— Source document —
#####

President Trump offered an upbeat assessment of the peace agreement before Americans finally got to see it. He said the deal postpones Iran’s nuclear weapons ambitions and averts the “economic catastrophe” that would have occurred if the bombing had lasted another few weeks.

With the agreement signed, the U.S. will stop its blockade of Iranian ports, and Tehran will allow freedom of navigation through the Strait of Hormuz, a key channel for oil shipping.

Both sides now have 60 days to make a final deal to resolve the conflict that began on Feb. 28.

It’s not clear how the U.S. will enforce its goal of ensuring Tehran remains free of nuclear weapons. The U.S. agreed to lift sanctions on Iran and allow it to sell its oil. Iran will also receive at least $300 billion to rebuild, although Mr. Trump has vowed that no U.S. taxpayer money will be involved.

Closer to home, one immediate result of the agreement was that gas prices dropped below the national average of $4 per gallon for the first time since the war began.

#####

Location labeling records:
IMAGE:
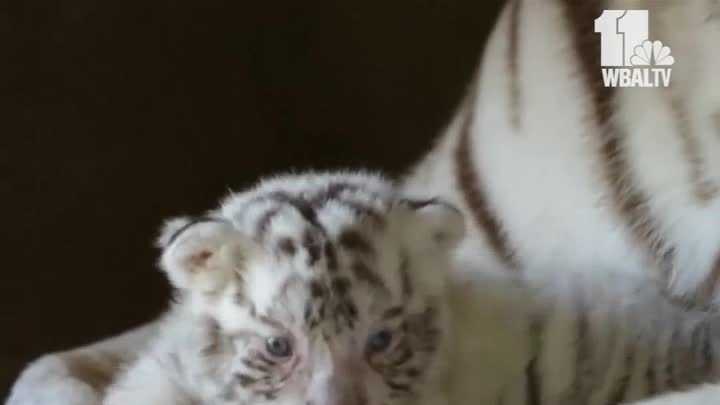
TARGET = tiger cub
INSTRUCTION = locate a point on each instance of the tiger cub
(315, 289)
(333, 290)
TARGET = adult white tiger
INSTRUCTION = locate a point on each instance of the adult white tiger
(559, 173)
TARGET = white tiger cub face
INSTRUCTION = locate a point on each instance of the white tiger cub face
(322, 290)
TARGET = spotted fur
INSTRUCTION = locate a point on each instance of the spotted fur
(559, 177)
(324, 261)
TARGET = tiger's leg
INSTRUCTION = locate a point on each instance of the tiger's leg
(78, 376)
(702, 395)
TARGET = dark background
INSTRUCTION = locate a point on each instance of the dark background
(117, 114)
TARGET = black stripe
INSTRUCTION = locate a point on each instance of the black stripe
(629, 201)
(623, 383)
(703, 188)
(583, 377)
(353, 240)
(264, 222)
(706, 290)
(533, 382)
(193, 222)
(473, 189)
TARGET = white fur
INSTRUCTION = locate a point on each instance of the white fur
(544, 181)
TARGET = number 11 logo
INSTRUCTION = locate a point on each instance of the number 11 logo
(625, 47)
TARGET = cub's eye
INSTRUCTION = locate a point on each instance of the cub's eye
(279, 346)
(379, 341)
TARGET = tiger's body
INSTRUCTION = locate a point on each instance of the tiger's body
(561, 180)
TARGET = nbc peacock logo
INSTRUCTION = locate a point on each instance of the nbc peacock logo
(627, 56)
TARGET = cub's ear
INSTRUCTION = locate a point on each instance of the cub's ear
(202, 254)
(433, 220)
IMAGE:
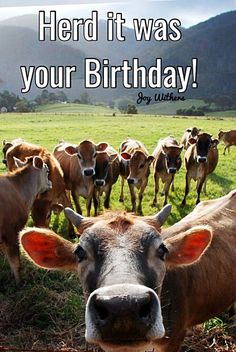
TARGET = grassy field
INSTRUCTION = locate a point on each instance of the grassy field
(47, 310)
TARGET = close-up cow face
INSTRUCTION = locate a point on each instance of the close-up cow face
(172, 158)
(139, 165)
(121, 262)
(86, 152)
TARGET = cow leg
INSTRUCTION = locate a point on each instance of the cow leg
(156, 180)
(187, 184)
(133, 197)
(140, 196)
(199, 189)
(13, 255)
(107, 198)
(95, 202)
(167, 188)
(88, 205)
(76, 201)
(122, 190)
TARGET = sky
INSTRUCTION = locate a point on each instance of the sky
(189, 12)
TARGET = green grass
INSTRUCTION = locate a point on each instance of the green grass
(48, 308)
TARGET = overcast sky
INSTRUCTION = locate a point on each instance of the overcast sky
(190, 12)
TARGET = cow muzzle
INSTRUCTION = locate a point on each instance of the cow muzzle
(89, 172)
(172, 170)
(202, 159)
(99, 183)
(123, 315)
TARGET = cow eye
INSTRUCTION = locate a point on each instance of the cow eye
(162, 251)
(80, 253)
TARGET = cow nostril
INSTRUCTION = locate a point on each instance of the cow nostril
(144, 311)
(101, 311)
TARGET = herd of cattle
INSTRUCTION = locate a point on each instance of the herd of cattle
(123, 263)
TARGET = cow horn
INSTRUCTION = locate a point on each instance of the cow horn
(163, 214)
(74, 217)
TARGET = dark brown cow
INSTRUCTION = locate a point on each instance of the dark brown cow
(18, 191)
(142, 291)
(229, 138)
(107, 171)
(135, 167)
(166, 163)
(190, 132)
(49, 201)
(200, 159)
(78, 164)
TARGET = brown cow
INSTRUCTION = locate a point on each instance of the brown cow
(229, 138)
(135, 167)
(166, 163)
(190, 132)
(47, 202)
(18, 191)
(199, 162)
(107, 171)
(122, 260)
(78, 164)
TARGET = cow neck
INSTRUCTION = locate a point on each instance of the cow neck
(26, 182)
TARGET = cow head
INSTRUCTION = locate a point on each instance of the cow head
(6, 146)
(172, 157)
(86, 152)
(139, 164)
(121, 261)
(103, 162)
(203, 144)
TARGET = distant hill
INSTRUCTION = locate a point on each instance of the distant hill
(212, 41)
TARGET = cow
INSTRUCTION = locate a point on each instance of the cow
(7, 145)
(229, 138)
(167, 162)
(78, 164)
(56, 197)
(200, 159)
(18, 191)
(107, 171)
(135, 167)
(141, 289)
(190, 132)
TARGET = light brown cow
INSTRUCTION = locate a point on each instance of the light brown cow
(128, 270)
(18, 191)
(135, 167)
(107, 171)
(190, 132)
(229, 138)
(166, 163)
(200, 159)
(49, 201)
(78, 164)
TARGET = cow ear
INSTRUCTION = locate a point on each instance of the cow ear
(150, 159)
(112, 157)
(38, 162)
(126, 156)
(19, 163)
(47, 250)
(101, 147)
(187, 248)
(192, 140)
(70, 150)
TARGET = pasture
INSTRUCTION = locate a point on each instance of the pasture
(47, 311)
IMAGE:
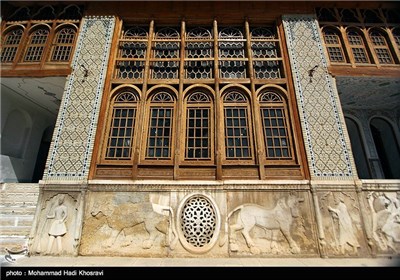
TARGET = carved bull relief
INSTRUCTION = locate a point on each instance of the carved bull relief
(127, 223)
(385, 220)
(267, 229)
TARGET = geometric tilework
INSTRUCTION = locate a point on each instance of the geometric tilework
(325, 135)
(73, 139)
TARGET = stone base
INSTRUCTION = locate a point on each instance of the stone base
(220, 219)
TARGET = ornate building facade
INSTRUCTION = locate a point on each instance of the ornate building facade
(204, 129)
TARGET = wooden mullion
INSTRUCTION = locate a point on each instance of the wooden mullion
(218, 116)
(369, 47)
(259, 154)
(392, 45)
(23, 44)
(48, 46)
(347, 46)
(141, 140)
(179, 105)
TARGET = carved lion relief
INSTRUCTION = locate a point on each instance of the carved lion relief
(129, 224)
(268, 229)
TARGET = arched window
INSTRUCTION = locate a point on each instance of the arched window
(199, 118)
(237, 128)
(122, 126)
(199, 54)
(166, 54)
(231, 45)
(381, 47)
(357, 46)
(387, 147)
(267, 59)
(277, 135)
(10, 44)
(63, 44)
(131, 54)
(358, 148)
(160, 127)
(396, 35)
(333, 45)
(36, 44)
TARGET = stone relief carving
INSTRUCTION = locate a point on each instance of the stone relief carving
(275, 221)
(342, 226)
(128, 215)
(198, 222)
(58, 227)
(124, 221)
(385, 213)
(56, 232)
(339, 225)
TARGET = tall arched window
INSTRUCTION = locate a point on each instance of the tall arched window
(36, 44)
(198, 133)
(237, 128)
(166, 53)
(231, 45)
(160, 127)
(10, 44)
(358, 148)
(277, 135)
(333, 45)
(199, 54)
(63, 44)
(266, 53)
(131, 54)
(380, 46)
(357, 46)
(396, 35)
(387, 147)
(122, 126)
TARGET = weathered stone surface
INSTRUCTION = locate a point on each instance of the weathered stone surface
(270, 224)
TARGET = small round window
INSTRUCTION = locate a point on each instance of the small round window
(198, 223)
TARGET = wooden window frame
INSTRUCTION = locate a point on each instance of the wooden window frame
(110, 119)
(150, 104)
(219, 166)
(17, 46)
(386, 46)
(211, 117)
(29, 44)
(283, 105)
(338, 45)
(56, 44)
(362, 46)
(234, 161)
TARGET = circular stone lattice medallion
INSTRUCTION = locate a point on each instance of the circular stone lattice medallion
(198, 223)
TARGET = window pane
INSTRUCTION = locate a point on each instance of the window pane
(237, 142)
(158, 145)
(197, 134)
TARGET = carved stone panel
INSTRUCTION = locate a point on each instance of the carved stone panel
(341, 224)
(383, 225)
(199, 215)
(128, 224)
(57, 229)
(270, 224)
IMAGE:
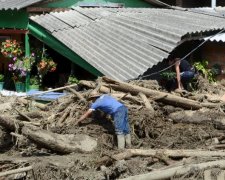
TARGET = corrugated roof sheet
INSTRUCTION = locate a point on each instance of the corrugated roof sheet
(124, 43)
(217, 38)
(16, 4)
(218, 11)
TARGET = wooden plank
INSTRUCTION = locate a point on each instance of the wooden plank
(44, 9)
(207, 174)
(221, 175)
(13, 31)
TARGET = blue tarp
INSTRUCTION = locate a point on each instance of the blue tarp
(49, 96)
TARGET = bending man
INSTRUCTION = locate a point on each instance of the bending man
(119, 113)
(184, 72)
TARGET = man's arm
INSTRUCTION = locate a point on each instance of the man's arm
(84, 116)
(177, 68)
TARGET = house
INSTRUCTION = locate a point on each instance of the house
(194, 3)
(15, 21)
(122, 43)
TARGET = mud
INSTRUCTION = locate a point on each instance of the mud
(147, 131)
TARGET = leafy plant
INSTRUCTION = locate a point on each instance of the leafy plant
(34, 80)
(168, 75)
(72, 80)
(2, 77)
(11, 48)
(202, 67)
(46, 65)
(20, 67)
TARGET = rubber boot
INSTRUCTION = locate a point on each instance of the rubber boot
(121, 141)
(128, 140)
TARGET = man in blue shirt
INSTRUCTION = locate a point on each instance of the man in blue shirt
(119, 113)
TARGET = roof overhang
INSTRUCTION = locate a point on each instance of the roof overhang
(124, 43)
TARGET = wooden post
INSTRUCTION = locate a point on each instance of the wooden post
(27, 53)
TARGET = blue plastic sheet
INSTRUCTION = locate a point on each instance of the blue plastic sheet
(49, 96)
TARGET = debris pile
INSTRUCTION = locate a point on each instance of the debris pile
(174, 135)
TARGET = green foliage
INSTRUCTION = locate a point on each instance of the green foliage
(72, 80)
(168, 75)
(34, 80)
(202, 67)
(2, 77)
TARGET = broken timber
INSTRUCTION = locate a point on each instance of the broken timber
(135, 90)
(176, 171)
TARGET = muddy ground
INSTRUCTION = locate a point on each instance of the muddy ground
(148, 132)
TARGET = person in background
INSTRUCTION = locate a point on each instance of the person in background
(184, 72)
(117, 110)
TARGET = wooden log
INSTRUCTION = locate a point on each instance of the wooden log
(92, 85)
(168, 99)
(63, 117)
(129, 97)
(146, 102)
(176, 171)
(15, 171)
(128, 153)
(79, 95)
(199, 117)
(51, 90)
(36, 104)
(10, 123)
(168, 153)
(23, 115)
(66, 143)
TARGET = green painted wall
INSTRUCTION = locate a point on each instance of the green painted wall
(127, 3)
(14, 19)
(41, 34)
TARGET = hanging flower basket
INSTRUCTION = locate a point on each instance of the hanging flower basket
(20, 86)
(11, 48)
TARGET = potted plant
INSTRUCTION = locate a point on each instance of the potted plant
(1, 81)
(72, 80)
(34, 83)
(11, 48)
(20, 67)
(45, 65)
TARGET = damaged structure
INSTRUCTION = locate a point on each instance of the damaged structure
(122, 43)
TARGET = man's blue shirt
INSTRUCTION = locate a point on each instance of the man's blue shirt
(106, 104)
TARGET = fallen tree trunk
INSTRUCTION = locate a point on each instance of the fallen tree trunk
(60, 143)
(176, 171)
(79, 95)
(15, 171)
(146, 102)
(160, 153)
(11, 124)
(168, 98)
(36, 104)
(199, 117)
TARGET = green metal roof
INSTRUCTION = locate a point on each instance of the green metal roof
(127, 3)
(41, 34)
(14, 19)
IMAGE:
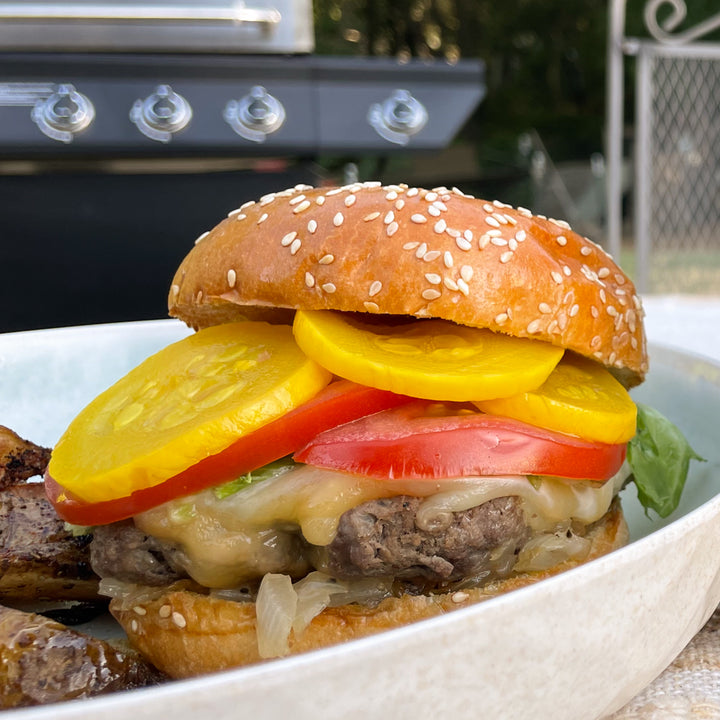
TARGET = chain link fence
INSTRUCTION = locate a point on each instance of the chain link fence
(678, 134)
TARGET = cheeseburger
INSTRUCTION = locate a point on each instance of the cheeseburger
(397, 402)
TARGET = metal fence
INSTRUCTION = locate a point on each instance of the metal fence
(676, 178)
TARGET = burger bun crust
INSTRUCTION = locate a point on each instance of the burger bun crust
(184, 633)
(423, 253)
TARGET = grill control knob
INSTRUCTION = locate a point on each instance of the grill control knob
(256, 115)
(162, 114)
(63, 114)
(398, 118)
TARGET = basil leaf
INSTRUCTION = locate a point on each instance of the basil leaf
(266, 472)
(659, 457)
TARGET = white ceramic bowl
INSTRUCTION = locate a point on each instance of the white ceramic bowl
(576, 646)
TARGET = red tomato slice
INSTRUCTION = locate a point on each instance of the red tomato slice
(423, 440)
(340, 402)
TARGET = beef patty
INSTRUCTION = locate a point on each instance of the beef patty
(379, 538)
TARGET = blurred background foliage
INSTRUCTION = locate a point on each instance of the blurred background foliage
(545, 71)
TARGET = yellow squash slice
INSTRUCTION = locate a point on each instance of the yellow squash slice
(430, 359)
(579, 398)
(190, 400)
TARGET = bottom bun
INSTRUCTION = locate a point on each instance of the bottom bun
(185, 633)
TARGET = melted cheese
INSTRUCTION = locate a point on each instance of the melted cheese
(226, 541)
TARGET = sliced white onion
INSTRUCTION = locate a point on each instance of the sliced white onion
(276, 607)
(550, 549)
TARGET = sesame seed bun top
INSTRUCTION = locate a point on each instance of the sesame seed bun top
(410, 251)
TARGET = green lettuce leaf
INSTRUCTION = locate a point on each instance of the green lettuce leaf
(266, 472)
(659, 457)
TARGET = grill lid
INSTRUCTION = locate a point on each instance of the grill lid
(266, 26)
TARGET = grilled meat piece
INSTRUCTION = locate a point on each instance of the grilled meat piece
(42, 661)
(39, 558)
(20, 459)
(125, 552)
(383, 538)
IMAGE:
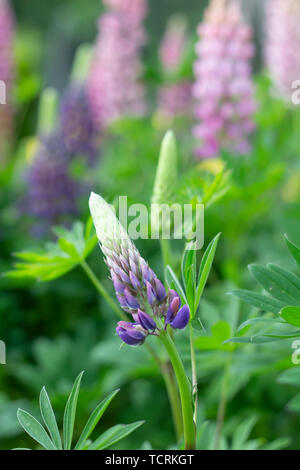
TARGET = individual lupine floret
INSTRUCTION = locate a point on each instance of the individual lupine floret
(283, 43)
(174, 96)
(223, 89)
(138, 289)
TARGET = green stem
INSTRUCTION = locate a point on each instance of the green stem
(167, 372)
(194, 373)
(222, 405)
(101, 289)
(184, 390)
(166, 252)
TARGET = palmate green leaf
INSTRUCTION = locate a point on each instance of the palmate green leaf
(114, 435)
(57, 259)
(291, 315)
(277, 283)
(49, 418)
(173, 281)
(263, 302)
(294, 250)
(35, 429)
(70, 412)
(94, 419)
(220, 332)
(205, 268)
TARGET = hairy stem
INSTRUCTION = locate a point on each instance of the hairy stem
(222, 405)
(194, 373)
(184, 390)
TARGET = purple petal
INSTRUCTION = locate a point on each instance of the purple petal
(181, 319)
(160, 290)
(146, 321)
(130, 336)
(130, 299)
(173, 309)
(134, 280)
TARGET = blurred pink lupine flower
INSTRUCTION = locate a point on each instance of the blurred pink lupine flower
(114, 89)
(174, 98)
(7, 27)
(223, 89)
(283, 43)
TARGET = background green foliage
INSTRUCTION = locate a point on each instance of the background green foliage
(54, 330)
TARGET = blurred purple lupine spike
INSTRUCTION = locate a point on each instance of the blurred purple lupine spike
(224, 89)
(7, 31)
(283, 43)
(138, 289)
(146, 321)
(114, 90)
(52, 194)
(77, 128)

#####

Answer these questions from the text on the peace agreement with Iran:
(a) How many days do both sides have to make a final deal?
(b) What will Tehran allow through the Strait of Hormuz?
(c) Which price fell below the national average of $4 per gallon?

(a) 60 days.
(b) Freedom of navigation.
(c) Gas prices.